▶ **Prompt**: Every line below needs to be reproduced exactly.

== Source data

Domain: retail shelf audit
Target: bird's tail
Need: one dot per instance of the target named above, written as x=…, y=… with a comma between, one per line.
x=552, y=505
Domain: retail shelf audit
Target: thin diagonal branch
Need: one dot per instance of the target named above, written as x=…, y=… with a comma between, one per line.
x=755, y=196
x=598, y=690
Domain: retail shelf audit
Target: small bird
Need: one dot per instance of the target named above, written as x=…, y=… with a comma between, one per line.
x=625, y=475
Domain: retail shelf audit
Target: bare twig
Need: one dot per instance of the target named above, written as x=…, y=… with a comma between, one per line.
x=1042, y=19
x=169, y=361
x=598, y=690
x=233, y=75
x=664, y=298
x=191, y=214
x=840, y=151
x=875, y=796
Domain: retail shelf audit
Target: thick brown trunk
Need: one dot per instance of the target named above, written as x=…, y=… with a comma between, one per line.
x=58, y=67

====

▶ **Result**:
Domain: retail shelf audit
Target: bird's tail
Need: one dot per instance of the target named above, written as x=…, y=… with a comma between, one per line.
x=552, y=505
Domain: retail shelf audit
Target: thin diagonal branch
Need: one dot per instance of the target named above, written as x=…, y=… with a comma between, one per line.
x=755, y=196
x=598, y=690
Domain: retail shelf audit
Target: small bird
Need: one dot per instance of the target named above, written as x=…, y=… with a comma between, one per line.
x=625, y=475
Domain: retail shelf audit
Target: bare twig
Need: one dot per instance of the target named above, written as x=…, y=… with a comma between, one per line.
x=1042, y=19
x=169, y=361
x=598, y=690
x=233, y=75
x=664, y=298
x=191, y=214
x=840, y=151
x=875, y=796
Domain: retail shelf audit
Target: thick brown trunk
Need: one dot per instance of the target named above, written as x=…, y=… with a comma between, one per line.
x=58, y=67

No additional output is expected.